▶ _INSTRUCTIONS FOR THE TASK_: Repeat every one of the rows below word for word, leaving the pictures out of your answer.

▶ _STORED RECORDS_:
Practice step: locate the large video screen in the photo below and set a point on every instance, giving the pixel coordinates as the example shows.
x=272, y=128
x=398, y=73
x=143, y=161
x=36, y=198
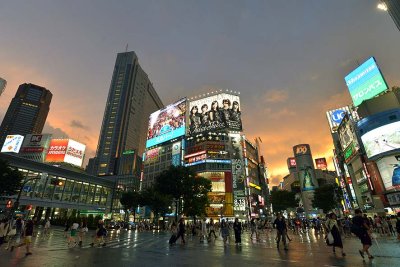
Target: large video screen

▶ _SOLVED EXERCISE_:
Practice step: locate the large video screen in the photo below and set a point on every instance, giving the pixel coordinates as the example shows.
x=272, y=128
x=398, y=73
x=143, y=161
x=36, y=198
Target: large video screen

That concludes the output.